> Questions to answer
(a) Reproduce the hormone passage word for word from "8) Body temperature" up to and including "altered cortisol curve.".
(b) According to the hormone passage, why does insulin stop being beneficial when calorie intake exceeds expenditure? Answer in one to three sentences.
Top of Source passage
6) As insulin is reduced, the hormone leptin is released to inhibit hunger.
 
7) Leptin causes thyroid hormone release to keep you warm and burn stored fat during the night, and it’s followed by melatonin release, which induces sleep.
 
8) Body temperature is reduced over night, reaching a low point at 5 a.m., which triggers cortisol release, kickstarting your circadian rhythm all over again and making you feel energized.
 
There are both simple and complex ways the hormonal cascade can be disrupted, but the most common culprits include the following:
 
* Caffeine, alcohol, sugar, and other stimulants.
* Light exposure at the wrong times.
* Eating late at night.
* Excessive stress that causes an altered cortisol curve.
 
#5: Hormones can exert potent but indirect secondary effects in the body. For example, insulin release increases glucose uptake by muscle fibers (primary effect), which in turn increases muscle glycogen synthesis (secondary effect).
 
The main benefit of spiking insulin post-workout is to replenish glycogen stores. It may also have some long-term benefit on building muscle, possibly due to how carb intake helps lower cortisol, but it isn’t necessary to maximally trigger protein synthesis.
 
#6: Exercise has a powerful effect on hormone levels both acutely (right after your workout) and chronically (long-term). For example, high-intensity workouts lead to a large release of growth hormone for elevated fat burning. Short-term this is great for fat loss.
 
Long-term it’s useful as well because you’ll have a more responsive flight or fight system. However, if done too frequently without adequate rest, it can lead to a depressed autonomic nervous system and overtraining.
 
#7: A simple way to improve hormone balance is by taking control of what you put in your mouth.
 
Insulin is a storage hormone that regulates glucose entry into fat and muscle cells. It is beneficial in the sense that it improves protein synthesis in response to exercise and stores glucose as glycogen in the muscle.
 
However, insulin will store any excess sugar in the blood as fat. Therefore, if you consume greater calories than you expend, insulin is no longer your friend because that excess energy will go straight to fat.
 
For a lot of people, a higher protein, lower carb diet is the solution so that blood sugar release is moderate and you can keep insulin levels relatively stable all day long.
 
#8: The post-workout hormone release is overrated.
It used to be that testosterone and the other “anabolic” hormones like growth hormone and IGF-1 were thought to be one of the most important factors for building muscle. Producing a big testosterone and overall anabolic hormone response was the main focus of training programs for hypertrophy.
 
Today, we know that although baseline levels of these hormones dictate athletic success and recovery ability, the post-workout hormone elevation isn’t the force driving growth. Instead, protein synthesis and gene signaling are the principle factors for building muscle.
Bottom of Source passage
Top of Records supplied
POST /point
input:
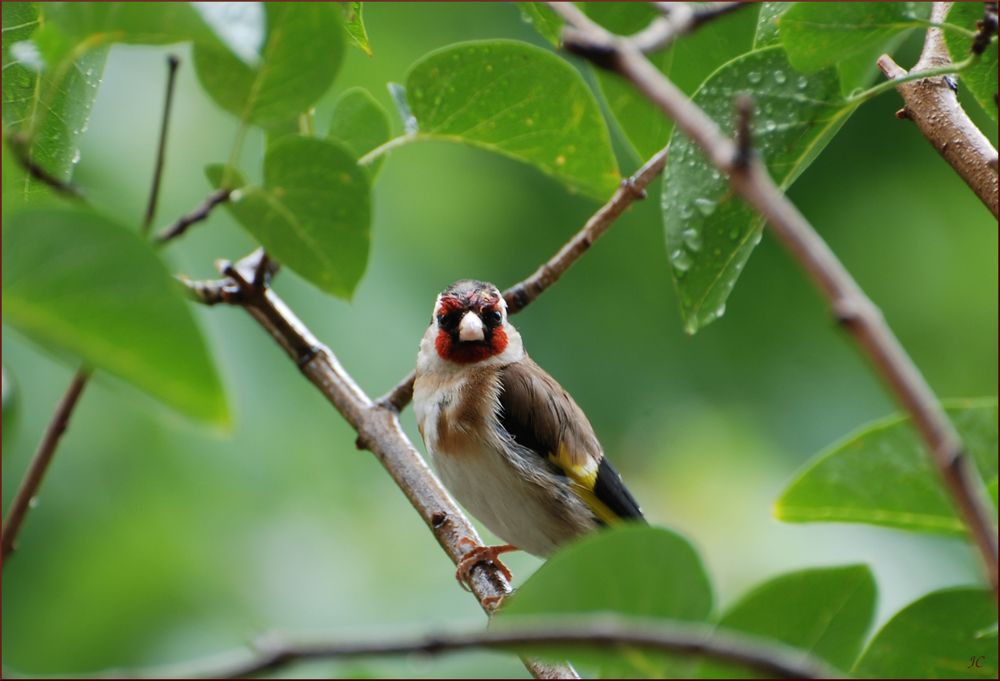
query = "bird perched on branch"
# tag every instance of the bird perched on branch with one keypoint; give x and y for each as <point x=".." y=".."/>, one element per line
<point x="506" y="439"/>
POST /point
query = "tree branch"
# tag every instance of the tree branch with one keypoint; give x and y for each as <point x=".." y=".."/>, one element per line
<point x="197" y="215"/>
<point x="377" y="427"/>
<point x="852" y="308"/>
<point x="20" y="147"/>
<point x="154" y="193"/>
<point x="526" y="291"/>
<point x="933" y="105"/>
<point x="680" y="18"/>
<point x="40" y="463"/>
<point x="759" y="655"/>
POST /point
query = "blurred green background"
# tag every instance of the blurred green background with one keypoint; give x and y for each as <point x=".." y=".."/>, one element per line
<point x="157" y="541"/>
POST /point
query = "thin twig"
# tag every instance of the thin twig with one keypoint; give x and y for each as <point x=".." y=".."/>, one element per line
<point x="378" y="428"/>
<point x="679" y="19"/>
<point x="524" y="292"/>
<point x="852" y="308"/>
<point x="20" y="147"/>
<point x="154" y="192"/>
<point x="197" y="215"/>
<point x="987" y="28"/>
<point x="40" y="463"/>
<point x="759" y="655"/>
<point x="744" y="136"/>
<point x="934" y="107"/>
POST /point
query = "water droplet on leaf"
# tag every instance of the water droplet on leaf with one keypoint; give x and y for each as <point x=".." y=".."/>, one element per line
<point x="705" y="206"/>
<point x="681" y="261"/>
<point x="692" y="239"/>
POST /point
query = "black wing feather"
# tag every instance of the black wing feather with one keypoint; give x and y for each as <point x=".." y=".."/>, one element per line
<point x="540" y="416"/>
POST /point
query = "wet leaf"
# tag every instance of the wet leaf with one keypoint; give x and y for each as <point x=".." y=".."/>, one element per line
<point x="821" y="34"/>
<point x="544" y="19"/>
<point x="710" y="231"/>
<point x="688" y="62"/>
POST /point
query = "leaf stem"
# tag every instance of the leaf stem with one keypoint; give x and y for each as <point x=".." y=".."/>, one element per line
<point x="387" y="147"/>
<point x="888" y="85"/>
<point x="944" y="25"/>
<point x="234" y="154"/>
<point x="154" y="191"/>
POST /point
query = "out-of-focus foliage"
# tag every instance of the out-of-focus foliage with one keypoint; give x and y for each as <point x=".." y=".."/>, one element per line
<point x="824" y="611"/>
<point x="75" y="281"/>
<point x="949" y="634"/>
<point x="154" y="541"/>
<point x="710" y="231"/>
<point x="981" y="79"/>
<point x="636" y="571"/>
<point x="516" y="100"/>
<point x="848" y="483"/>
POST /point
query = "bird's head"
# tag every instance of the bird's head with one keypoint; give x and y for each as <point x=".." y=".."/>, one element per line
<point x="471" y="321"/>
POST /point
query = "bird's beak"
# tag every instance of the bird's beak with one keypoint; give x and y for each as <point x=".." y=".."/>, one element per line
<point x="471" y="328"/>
Bottom of Records supplied
> Solution list
(a)
8) Body temperature is reduced over night, reaching a low point at 5 a.m., which triggers cortisol release, kickstarting your circadian rhythm all over again and making you feel energized.
 
There are both simple and complex ways the hormonal cascade can be disrupted, but the most common culprits include the following:
 
* Caffeine, alcohol, sugar, and other stimulants.
* Light exposure at the wrong times.
* Eating late at night.
* Excessive stress that causes an altered cortisol curve.

(b) Insulin stores any excess sugar in the blood as fat. When more calories are consumed than expended, that excess energy therefore goes straight to fat.